• REQUIRED TASKS
A - Return, word for word, the passage of the article on the antitrust lawsuits against Google that begins with the words containing "Alphabet, its parent, made" and ends with "revenue in 2019.".
B - Carry the article on the antitrust lawsuits against Google forward from its last sentence.

By Rob Copeland and Keach Hagey
A set of sweeping antitrust lawsuits against Google this fall
essentially grapple with one central question: Is Google good?
For most of its 22-year history, the search giant has enjoyed an
enviable public reputation as an omnipresent yet benevolent force.
As its parent, Alphabet Inc., morphed into a trillion-dollar
conglomerate -- more than five times as large as a decade ago --
top executives stuck to their line that Google's market dominance
is simply because consumers choose to use its products. Chief
Executive Officer Sundar Pichai said this year, "I'm really focused
on giving users what they want."
The antitrust lawsuits from federal prosecutors and separate
coalitions of states allege nefarious activities. They say Google,
through secretive, interlocking agreements with other technology
giants including Apple Inc. and Facebook Inc., muscles out
competitors and sells out the users it claims to protect. "The
halcyon days of Google's youth are a distant memory," says one of
the state lawsuits, led by Texas. "Its modus operandi is to
monopolize and misrepresent."
Here is a look at the dueling narratives.
Why are there multiple lawsuits in the first place?
Federal and state prosecutors undertook separate, overlapping
investigations over the course of roughly a year and a half. The
federal suit, filed in October, focused on Google's flagship search
business, which accounts for most U.S. queries. The government said
the status quo effectively left no room for competition.
One collection of state attorneys general, all Republicans,
chose to target Google's digital advertising. Their lawsuit
reflected years of complaints from publishers and other advertisers
that Google's system was opaque at best.
Another set of state attorneys general -- 38 in total --
followed with a third lawsuit adding additional allegations about
internet search. These states said they would attempt to link up
with federal litigation.
How does Google make so much money?
Alphabet, its parent, made $34 billion in profits last year, up
nearly 12% from the year before. Nearly all of that comes from
digital advertising, both on Google-owned platforms such as YouTube
and external sites. Google sucks up about one in every three
dollars spent on digital advertising and generated nearly $135
billion in total ad revenue in 2019.

• SOURCE EXCERPT
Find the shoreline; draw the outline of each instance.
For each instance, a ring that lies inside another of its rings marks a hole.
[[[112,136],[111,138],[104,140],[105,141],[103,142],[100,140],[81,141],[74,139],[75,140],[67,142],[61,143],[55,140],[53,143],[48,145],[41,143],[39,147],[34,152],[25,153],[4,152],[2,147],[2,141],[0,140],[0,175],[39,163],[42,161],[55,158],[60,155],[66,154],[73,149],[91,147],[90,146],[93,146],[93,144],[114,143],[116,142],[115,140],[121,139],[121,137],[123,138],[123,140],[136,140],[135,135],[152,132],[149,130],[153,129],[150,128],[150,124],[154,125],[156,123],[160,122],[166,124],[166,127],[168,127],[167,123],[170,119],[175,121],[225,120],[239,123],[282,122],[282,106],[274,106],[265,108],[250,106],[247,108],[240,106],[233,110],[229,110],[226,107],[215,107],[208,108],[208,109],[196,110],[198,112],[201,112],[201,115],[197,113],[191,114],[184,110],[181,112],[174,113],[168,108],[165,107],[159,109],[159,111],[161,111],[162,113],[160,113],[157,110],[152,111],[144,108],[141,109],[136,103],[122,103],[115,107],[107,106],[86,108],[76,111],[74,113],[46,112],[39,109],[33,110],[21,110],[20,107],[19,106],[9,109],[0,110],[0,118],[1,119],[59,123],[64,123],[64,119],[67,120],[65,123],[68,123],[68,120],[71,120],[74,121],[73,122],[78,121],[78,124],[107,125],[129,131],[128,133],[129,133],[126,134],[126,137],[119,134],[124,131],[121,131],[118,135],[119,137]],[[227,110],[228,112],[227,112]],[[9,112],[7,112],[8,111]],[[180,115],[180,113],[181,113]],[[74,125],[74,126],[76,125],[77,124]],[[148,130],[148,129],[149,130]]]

• THE REPLIES
A -
Alphabet, its parent, made $34 billion in profits last year, up
nearly 12% from the year before. Nearly all of that comes from
digital advertising, both on Google-owned platforms such as YouTube
and external sites. Google sucks up about one in every three
dollars spent on digital advertising and generated nearly $135
billion in total ad revenue in 2019.

B -
The Texas-led state attorneys general say Google isn't just
profiting from traffic. They laid out a complicated series of
agreements that give the company a cut of every aspect of ad
buying. In one instance, the lawsuit states, "Google was able to
demand that it represent the buy side, where it extracted one fee,
as well as the sell side, where it extracted a second fee, and it
was also able to force transactions to clear in its exchange, where
it extracted a third, even larger, fee."
The lawsuit also alleges that Google colluded with Facebook in
an agreement in which the social-media giant would curtail its
competitive moves in return for guaranteed special treatment in
Google-run ad auctions.
In a blog post responding to competition concerns, Google said
it operates "across many highly competitive sectors where prices
are free or falling and products are constantly improving."
Google hasn't responded in detail to the state lawsuits, though
it has called the claims meritless. A Google representative said,
"We've invested in state-of-the-art ad tech services that help
businesses and benefit consumers." Facebook didn't comment.
Why should most people care?
It isn't just advertisers who are harmed, prosecutors say. The
state attorneys general write that Google's dominance is
essentially a tax on American business, one borne by consumers
through higher prices on the goods and services those businesses
sell. "Google's internal documents belie the public image of brainy
Google engineers having fun at their sunny Mountain View campus
while trying to make the world a better place, " the state lawsuit
says.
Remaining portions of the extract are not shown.